╭──
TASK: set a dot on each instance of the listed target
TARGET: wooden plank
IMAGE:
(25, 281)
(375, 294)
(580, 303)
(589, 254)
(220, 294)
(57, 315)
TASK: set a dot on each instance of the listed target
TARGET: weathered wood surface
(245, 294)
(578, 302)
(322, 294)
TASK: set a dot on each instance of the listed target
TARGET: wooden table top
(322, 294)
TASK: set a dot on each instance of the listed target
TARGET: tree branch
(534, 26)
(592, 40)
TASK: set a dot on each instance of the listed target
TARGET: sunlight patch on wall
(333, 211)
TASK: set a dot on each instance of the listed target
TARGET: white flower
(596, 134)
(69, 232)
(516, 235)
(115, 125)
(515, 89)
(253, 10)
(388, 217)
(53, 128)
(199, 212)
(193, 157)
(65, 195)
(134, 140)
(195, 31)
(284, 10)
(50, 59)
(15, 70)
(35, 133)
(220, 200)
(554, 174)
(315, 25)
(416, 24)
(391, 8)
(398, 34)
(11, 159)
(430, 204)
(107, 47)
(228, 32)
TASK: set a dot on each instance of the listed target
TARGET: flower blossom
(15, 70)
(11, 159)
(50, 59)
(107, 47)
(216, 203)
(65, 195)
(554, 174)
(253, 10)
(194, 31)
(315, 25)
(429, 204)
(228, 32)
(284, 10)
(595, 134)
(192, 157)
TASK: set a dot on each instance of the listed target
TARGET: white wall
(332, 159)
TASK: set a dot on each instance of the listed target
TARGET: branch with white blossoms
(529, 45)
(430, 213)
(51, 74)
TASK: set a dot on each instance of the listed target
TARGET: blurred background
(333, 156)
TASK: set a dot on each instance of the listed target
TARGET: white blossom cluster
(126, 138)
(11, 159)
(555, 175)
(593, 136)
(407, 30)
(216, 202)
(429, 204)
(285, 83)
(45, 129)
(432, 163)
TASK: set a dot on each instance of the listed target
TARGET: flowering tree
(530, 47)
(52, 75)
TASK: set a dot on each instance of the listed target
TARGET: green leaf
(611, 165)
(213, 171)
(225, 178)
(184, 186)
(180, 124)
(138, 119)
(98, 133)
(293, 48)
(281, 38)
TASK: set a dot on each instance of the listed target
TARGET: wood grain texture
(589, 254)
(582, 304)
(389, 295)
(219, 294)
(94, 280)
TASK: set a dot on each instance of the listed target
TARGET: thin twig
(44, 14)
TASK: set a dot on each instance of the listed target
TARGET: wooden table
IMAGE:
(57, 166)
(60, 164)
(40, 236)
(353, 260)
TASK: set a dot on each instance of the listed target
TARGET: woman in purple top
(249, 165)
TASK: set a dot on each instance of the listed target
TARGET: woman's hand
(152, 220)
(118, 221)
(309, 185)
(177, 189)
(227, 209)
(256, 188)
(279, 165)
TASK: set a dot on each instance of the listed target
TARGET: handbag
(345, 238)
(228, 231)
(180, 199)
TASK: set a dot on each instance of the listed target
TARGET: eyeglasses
╰──
* **WHAT THIS TASK INVOLVES**
State how many lines of the listing above contain the string "branch". Give only the number.

* **EXPECTED ANSWER**
2